### THE INPUT

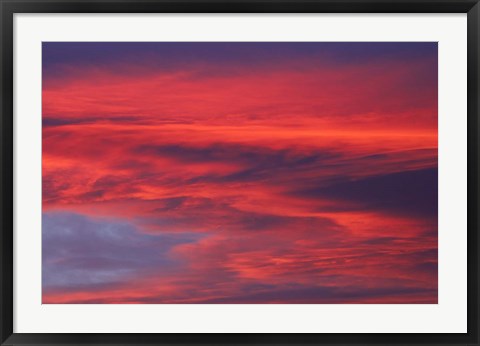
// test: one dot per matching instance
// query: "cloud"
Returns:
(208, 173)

...

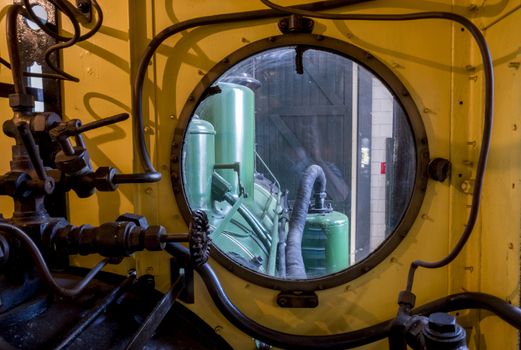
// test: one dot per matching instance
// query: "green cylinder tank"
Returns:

* * *

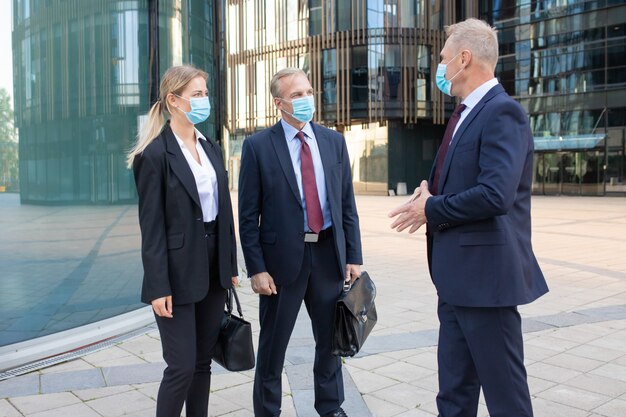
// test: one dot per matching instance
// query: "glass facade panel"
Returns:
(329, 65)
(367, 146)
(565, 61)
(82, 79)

### WORK ORDER
Where does the word "query" appear in the records? Copy every line that holds it.

### EXERCISE ANSWER
// query: "cloud"
// query: "green cylinder tank"
// query: "glass facade panel"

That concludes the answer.